• _Text excerpt_
The yard had never heard of erecting a perimeter frame. Their method is to wrap the boat in shrinkwrap, and let the stanchions bear the horizontal and vertical load. However, I disconnected the lifelines and, while it may appear in the picture above that they are supporting the cross ties, in fact they are not supporting anything. The cross ties are are screwed into the perimeter frame. The lifelines are actually loose.

Look closely at the curve/sag in the lifeline between last stanchion and the bow pulpit;









The perimeter frame is supported vertically by tie wraps run through the upper holes in the stanchions.


----------



## Maine Sail (Jan 6, 2003)

MastUndSchotbruch said:


> Maine, I GREATLY value your opinion but I still beg to differ. From what is seen in the picture, the frame is tied to the stanchions and the cross tie rests heavily on the lifeline. I would expect that the resulting static uneven load exercised by the lifelines on the stanchions over many months is not a good thing by itself.
> 
> Add violent movement of the cover in storms with all forces transferred to the stanchions and I would not be surprised if they move enough to break the seal.
> 
> I built a winter cover for my boat which is entirely independent of the lifelines.


You can beg to differ, that's fine, but my own boats have used a similar method to Eherlihy's for the better part of 15+ years and my own boat yard has done this for over 25 years, on approx 200+ boats per winter, which is approaching 5000 coverings with no issues. What you claim "_will_" happen has not, and we get LOTS of snow and wind up here.

• _Material supplied_
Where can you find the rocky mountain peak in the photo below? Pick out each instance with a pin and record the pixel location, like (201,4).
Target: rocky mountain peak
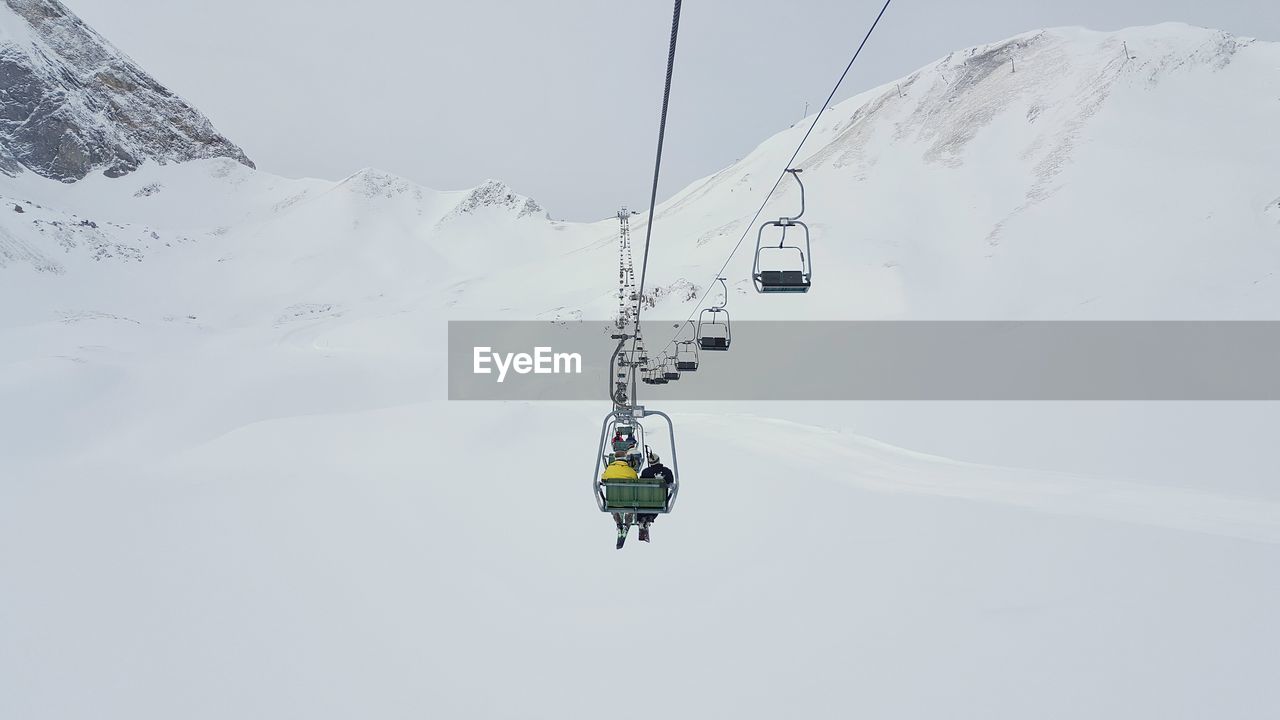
(72,104)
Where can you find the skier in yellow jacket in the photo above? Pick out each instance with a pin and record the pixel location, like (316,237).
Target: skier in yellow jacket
(620,469)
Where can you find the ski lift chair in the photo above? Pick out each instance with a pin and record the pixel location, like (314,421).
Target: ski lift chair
(713,329)
(785,272)
(686,356)
(644,495)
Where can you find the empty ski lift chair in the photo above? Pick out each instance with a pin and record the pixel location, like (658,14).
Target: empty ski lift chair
(790,267)
(686,356)
(670,370)
(713,328)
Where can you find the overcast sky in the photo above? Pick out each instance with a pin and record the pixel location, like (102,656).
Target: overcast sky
(558,99)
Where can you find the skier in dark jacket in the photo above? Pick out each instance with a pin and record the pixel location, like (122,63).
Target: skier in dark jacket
(656,470)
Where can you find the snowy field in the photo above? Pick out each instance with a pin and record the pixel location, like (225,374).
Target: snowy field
(231,484)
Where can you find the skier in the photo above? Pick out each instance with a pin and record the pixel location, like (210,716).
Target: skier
(658,472)
(620,469)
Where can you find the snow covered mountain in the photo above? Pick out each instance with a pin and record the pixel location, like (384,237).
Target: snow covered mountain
(229,483)
(72,104)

• _Required task 1_
From the winter-cover thread, copy the part that opens with the words containing "The perimeter frame is" and closes with "thing by itself.".
• _Required task 2_
Summarize the winter-cover thread in two sentences.
Work only from the winter-cover thread.

• _Task response 1_
The perimeter frame is supported vertically by tie wraps run through the upper holes in the stanchions.


----------



## Maine Sail (Jan 6, 2003)

MastUndSchotbruch said:


> Maine, I GREATLY value your opinion but I still beg to differ. From what is seen in the picture, the frame is tied to the stanchions and the cross tie rests heavily on the lifeline. I would expect that the resulting static uneven load exercised by the lifelines on the stanchions over many months is not a good thing by itself.

• _Task response 2_
One poster explains that the winter cover's cross ties are screwed into a perimeter frame, which is held up vertically by tie wraps through the stanchions, while the lifelines are disconnected and carry no load. When another member argues that the cover still puts uneven loads on the stanchions that could break their seals, Maine Sail replies that a similar method has been used on Maine Sail's own boats for over 15 years and by a local yard on about 200 boats each winter for over 25 years, with no issues.